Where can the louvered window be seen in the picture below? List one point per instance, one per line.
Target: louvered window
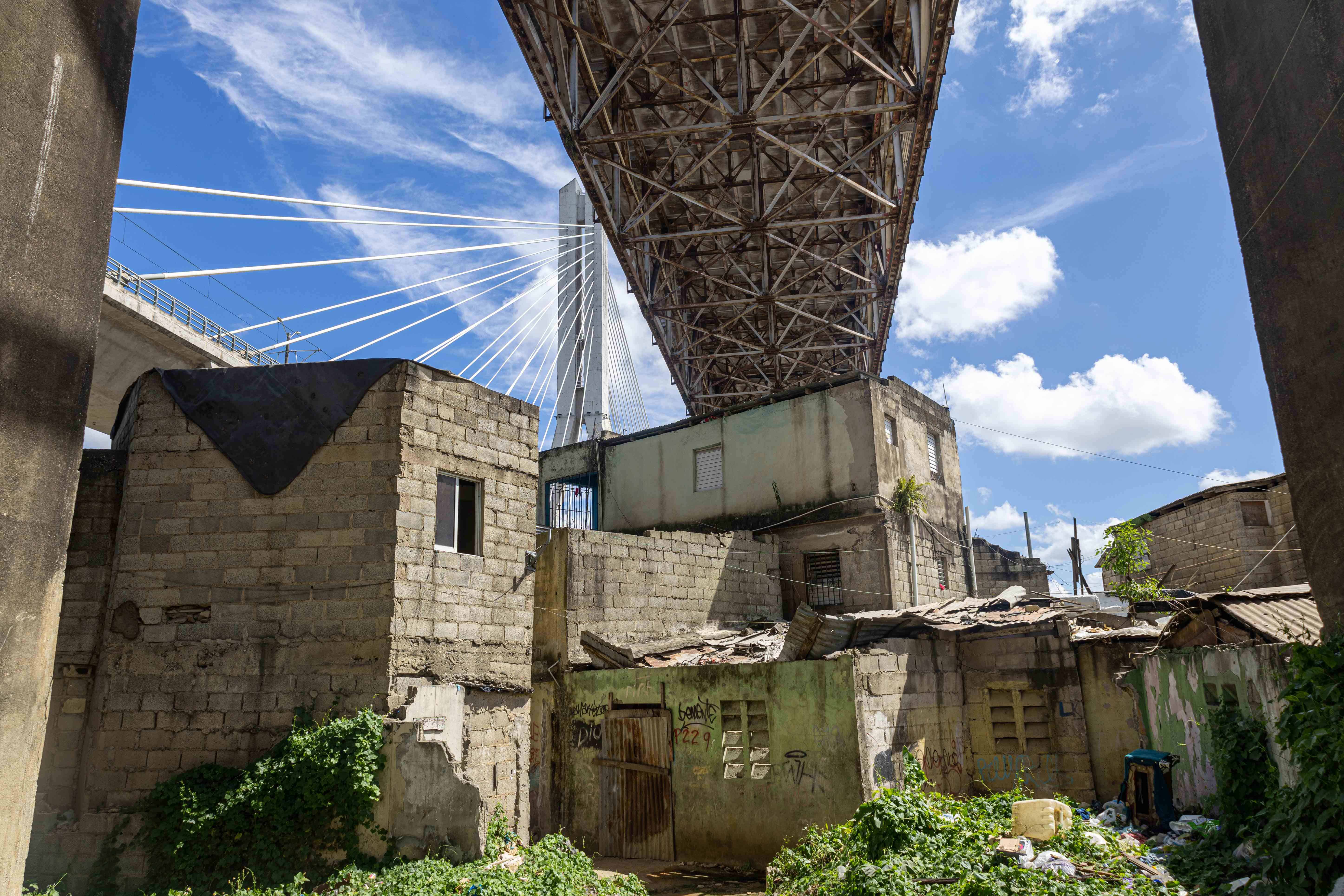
(709, 469)
(823, 576)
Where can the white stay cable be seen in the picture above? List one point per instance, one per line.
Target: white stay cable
(402, 289)
(439, 348)
(342, 261)
(318, 221)
(531, 268)
(315, 202)
(541, 344)
(522, 320)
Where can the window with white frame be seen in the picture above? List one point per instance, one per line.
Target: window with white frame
(458, 520)
(709, 468)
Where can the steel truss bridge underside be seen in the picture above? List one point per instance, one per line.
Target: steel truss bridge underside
(756, 164)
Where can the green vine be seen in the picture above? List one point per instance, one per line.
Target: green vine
(1124, 557)
(1304, 825)
(310, 795)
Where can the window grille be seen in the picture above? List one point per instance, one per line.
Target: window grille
(709, 469)
(572, 503)
(823, 576)
(456, 520)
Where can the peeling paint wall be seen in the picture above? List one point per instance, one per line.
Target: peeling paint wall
(810, 776)
(1180, 687)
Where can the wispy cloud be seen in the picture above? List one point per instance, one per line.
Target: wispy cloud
(1129, 173)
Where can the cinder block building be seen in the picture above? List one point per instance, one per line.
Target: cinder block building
(1240, 535)
(999, 569)
(333, 536)
(815, 467)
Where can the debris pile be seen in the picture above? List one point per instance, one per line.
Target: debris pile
(910, 840)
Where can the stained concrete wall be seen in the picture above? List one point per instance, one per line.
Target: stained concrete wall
(630, 589)
(1040, 733)
(1281, 137)
(228, 609)
(1111, 709)
(66, 73)
(909, 697)
(810, 776)
(1182, 687)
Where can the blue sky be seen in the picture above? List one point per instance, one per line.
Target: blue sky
(1074, 275)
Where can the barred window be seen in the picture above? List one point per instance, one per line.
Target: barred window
(823, 576)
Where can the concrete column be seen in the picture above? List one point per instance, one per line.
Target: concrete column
(65, 73)
(1277, 80)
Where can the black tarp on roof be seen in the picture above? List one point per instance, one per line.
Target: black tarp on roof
(269, 421)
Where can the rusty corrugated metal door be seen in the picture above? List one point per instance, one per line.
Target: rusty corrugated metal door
(635, 778)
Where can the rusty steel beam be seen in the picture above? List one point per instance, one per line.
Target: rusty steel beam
(756, 164)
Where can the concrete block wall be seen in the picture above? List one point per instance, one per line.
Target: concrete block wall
(228, 609)
(85, 597)
(630, 589)
(1228, 550)
(994, 574)
(909, 695)
(1043, 668)
(467, 617)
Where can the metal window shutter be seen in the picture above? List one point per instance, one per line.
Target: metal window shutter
(709, 469)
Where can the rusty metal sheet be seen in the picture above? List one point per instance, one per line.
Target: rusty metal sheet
(1291, 620)
(636, 785)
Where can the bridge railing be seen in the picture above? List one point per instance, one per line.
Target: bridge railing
(190, 317)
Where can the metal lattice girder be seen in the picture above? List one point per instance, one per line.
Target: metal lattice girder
(756, 166)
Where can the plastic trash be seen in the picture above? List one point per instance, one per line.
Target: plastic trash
(1054, 862)
(1041, 819)
(1186, 824)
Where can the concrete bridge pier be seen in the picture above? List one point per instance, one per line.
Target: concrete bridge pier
(66, 72)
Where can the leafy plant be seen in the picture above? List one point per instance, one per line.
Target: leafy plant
(909, 496)
(1304, 824)
(1124, 557)
(310, 795)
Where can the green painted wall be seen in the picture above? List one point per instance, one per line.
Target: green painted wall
(1177, 697)
(814, 761)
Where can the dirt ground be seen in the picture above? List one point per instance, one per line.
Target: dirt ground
(685, 879)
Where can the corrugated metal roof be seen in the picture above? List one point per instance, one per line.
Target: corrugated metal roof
(1289, 618)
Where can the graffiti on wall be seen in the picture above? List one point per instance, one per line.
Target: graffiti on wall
(1040, 774)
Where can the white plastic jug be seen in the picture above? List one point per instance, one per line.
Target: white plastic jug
(1041, 819)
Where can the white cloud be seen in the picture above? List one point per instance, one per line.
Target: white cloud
(323, 72)
(974, 19)
(1224, 477)
(1002, 518)
(974, 285)
(1119, 405)
(1041, 30)
(1103, 105)
(1052, 545)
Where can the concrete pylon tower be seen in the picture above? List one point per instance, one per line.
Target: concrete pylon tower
(581, 397)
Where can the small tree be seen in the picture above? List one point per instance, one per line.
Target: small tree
(909, 496)
(1124, 557)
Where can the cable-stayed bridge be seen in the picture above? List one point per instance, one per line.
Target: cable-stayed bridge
(755, 164)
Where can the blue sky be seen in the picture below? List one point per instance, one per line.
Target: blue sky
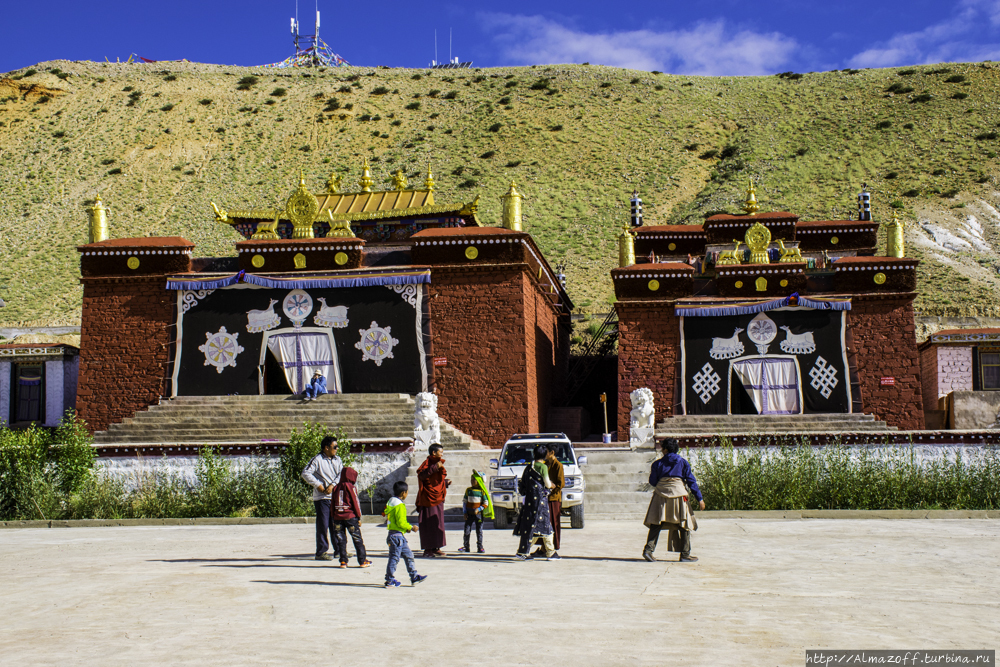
(721, 37)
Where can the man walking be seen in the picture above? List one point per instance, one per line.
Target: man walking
(558, 480)
(323, 473)
(670, 477)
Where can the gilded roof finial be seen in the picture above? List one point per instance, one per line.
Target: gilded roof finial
(98, 221)
(333, 183)
(366, 177)
(750, 205)
(512, 208)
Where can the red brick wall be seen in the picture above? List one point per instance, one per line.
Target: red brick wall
(648, 349)
(886, 346)
(503, 343)
(124, 347)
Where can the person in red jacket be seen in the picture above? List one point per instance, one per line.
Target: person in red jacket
(347, 517)
(434, 483)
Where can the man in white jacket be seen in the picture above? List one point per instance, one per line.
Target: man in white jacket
(323, 473)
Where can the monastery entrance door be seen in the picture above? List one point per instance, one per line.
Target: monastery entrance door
(771, 382)
(301, 352)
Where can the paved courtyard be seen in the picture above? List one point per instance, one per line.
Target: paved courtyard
(762, 593)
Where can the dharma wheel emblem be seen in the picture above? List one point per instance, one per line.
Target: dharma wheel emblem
(376, 343)
(220, 349)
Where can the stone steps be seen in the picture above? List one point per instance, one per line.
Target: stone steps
(216, 419)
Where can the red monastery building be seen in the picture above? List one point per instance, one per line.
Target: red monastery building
(384, 292)
(763, 313)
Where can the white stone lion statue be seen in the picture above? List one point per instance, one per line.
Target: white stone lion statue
(425, 420)
(643, 409)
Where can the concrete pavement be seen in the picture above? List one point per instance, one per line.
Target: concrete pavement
(763, 592)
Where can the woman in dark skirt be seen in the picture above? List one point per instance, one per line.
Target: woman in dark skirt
(534, 521)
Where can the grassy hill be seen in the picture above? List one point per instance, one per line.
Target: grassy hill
(161, 141)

■ Task requirements:
Every line of text is to be repeated exactly; pictures are left out.

■ Result of the exercise:
Where can the louvered window be seen in the picture below? List one point per instance, one per line.
Target: louvered window
(709, 469)
(823, 576)
Where can the white stay cable be seen in the picture above? List one point per instance, one per line.
Target: white stay cable
(402, 289)
(439, 348)
(342, 261)
(318, 221)
(531, 268)
(315, 202)
(541, 344)
(522, 320)
Where can the window with white frame be seen in the picture above? List one point per instance, one per line.
Target: window with white frame
(458, 520)
(709, 468)
Where can the steel truss bridge underside be seen in the picture above? List one point per instance, one per line.
Target: steel truss bridge underside
(756, 164)
Where can the green vine be seen in the picture above? List one point per instance, one per line.
Target: green vine
(1124, 557)
(1304, 825)
(310, 795)
Where can the window grille be seen in the picture above? List one point per instance, one per line.
Target: window grille
(709, 469)
(572, 503)
(823, 576)
(456, 520)
Where can the peeling paint wall be seen in the picture above? List one point per instance, one per line.
Target: peeling paint wall
(810, 776)
(1180, 687)
Where can the wispy cloud be seen in the picture above? List one point per instance, one per line.
Target: wispy cloud
(1129, 173)
Where can the cinder block building be seen in the picture above? List one point per instance, one per line.
Target: cinder block building
(1240, 535)
(999, 569)
(333, 536)
(815, 467)
Where can the debris pile be seen in the picture above? List one point per instance, one per line.
Target: debris pile
(910, 840)
Where can the stained concrete wall be seen in the picture above? List one point per instance, one per line.
Target: stained concrete wall
(630, 589)
(1040, 733)
(1281, 137)
(228, 609)
(1111, 709)
(66, 73)
(909, 697)
(810, 776)
(1182, 687)
Where can the blue sky be seen in the picture above? List one point per instance, one per line.
Target: blue sky
(1074, 275)
Where can the barred window be seen in the picture above? List one point per instance, one per line.
Target: barred window
(823, 576)
Where can the concrete column be seen in the picture above? List one point per instance, one per line.
Target: concrete column
(65, 73)
(1277, 80)
Where can the black tarp on roof be seen in the picture above? List one point per instance, one per line.
Target: black tarp on roof
(269, 421)
Where can the rusty corrugated metal door be seen in the picture above? List one point per instance, one per line.
Target: rusty corrugated metal door
(635, 778)
Where can the rusty steel beam be seen in the picture above? List one point per instance, one per line.
Target: rusty steel beam
(756, 164)
Where can the concrete block wall be seen in the picture above? List one point per instance, one per line.
Target: concrete block wall
(228, 609)
(85, 597)
(630, 589)
(1228, 550)
(994, 574)
(909, 695)
(1043, 668)
(467, 617)
Where can the metal window shutter be seen in the picture above? List one point per instance, one per line.
Target: metal window shutter
(709, 469)
Where can the rusty metal sheet be seen in the picture above? List one point per instance, one per line.
Target: rusty metal sheet
(1291, 620)
(636, 785)
Where can the bridge railing be seen in the picture above? List one point per instance, one per line.
Target: bridge railing
(190, 317)
Where can the metal lattice girder be seen in the picture above? List one point per instance, one per line.
Target: metal lattice girder
(756, 166)
Where can the plastic trash be seen in the picture above? List one point per instance, one per line.
Target: plastic trash
(1054, 862)
(1041, 819)
(1186, 824)
Where can the concrete bridge pier be seen in the picture above? List one point per instance, one per line.
Target: concrete bridge pier
(66, 72)
Where can the leafy plant be seen in the picture above? List one point per instance, one per line.
Target: leafy plant
(909, 496)
(1304, 824)
(1124, 557)
(310, 795)
Where can the green painted wall be seen in the picture above? List one point per instance, one per line.
Target: green painted wall
(1177, 697)
(814, 761)
Where can the dirt ground be seen in the picture above? List one point per instance, one per line.
Target: dirt ground
(685, 879)
Where can the corrugated metal roof be seen in the picture above? List one point per instance, one per line.
Target: corrugated metal roof
(1289, 618)
Where can the graffiti on wall be seen in the picture above? List one point per instance, one per line.
Target: graffiti on wall
(1040, 774)
Where can the white plastic jug be seen in the picture above? List one point per instance, one per line.
Target: white plastic jug
(1041, 819)
Where can the white cloud be seen in the picture above? List one point per instance, one per line.
Target: white cloud
(323, 72)
(974, 19)
(1224, 477)
(1002, 518)
(974, 285)
(1119, 405)
(1041, 30)
(1103, 105)
(1052, 545)
Where can the concrete pylon tower be seen in the picture above? List one point per instance, one per line.
Target: concrete pylon tower
(581, 397)
Where can the small tree be seen in the picture above? List one point per instance, one per line.
Target: small tree
(909, 496)
(1124, 557)
Where can the cable-stayed bridge be seen in the picture above? List one point per instance, one per line.
Target: cable-stayed bridge
(755, 164)
Where can the blue sky be seen in the picture below? List one point per instance, one per line.
Target: blue sky
(721, 37)
Where can the man walking be seen in the picture above? List one point per instance, one per line.
Target: man walking
(558, 480)
(323, 473)
(670, 477)
Where can the gilded roof finial be seen in the picture above? List one point per instance, one per line.
Target: gilded roof finial
(98, 221)
(333, 183)
(366, 177)
(750, 205)
(512, 208)
Where can the red brick wall be seen in the picture above? List one point per instance, one per line.
Target: red brick wall
(648, 349)
(886, 346)
(503, 343)
(124, 347)
Where can the person in red jacket be seen in the picture above? List one point per instance, one per line.
Target: person in red jacket
(347, 517)
(434, 483)
Where can the man in white jacket be seen in the picture above? List one point per instance, one per line.
Target: man in white jacket
(323, 473)
Where can the monastery entrance door be seen in the picture above? List one point per instance, one per line.
Target: monastery entrance door
(771, 382)
(301, 352)
Where can the paved courtyard be seen in the picture above? List one point per instance, one per line.
Target: paved courtyard
(762, 593)
Where can the dharma wheel emblem be seen in the picture above? List one point per instance, one per line.
Target: dharma wheel emblem
(376, 343)
(220, 349)
Where can the stone steps be seen in the picture above? List one point per instance, one per line.
Target: stone steps
(216, 419)
Where can the red monastery building be seen in the picture above? List one point per instance, one per line.
Target: red monastery building
(384, 292)
(763, 313)
Where can the white stone lion statue be seen in the picture above? List one point per instance, one per line.
Target: white stone lion statue
(425, 420)
(643, 409)
Where can the concrete pavement be seen in the picture above? List one point per instance, one per line.
Target: concrete pavement
(763, 592)
Where can the woman in dark skirt be seen in the picture above? List one point per instance, one per line.
Target: woman in dark skirt
(534, 521)
Where can the grassy hill be seen in the picture above? List one point per instance, one per line.
Target: grassy hill
(161, 141)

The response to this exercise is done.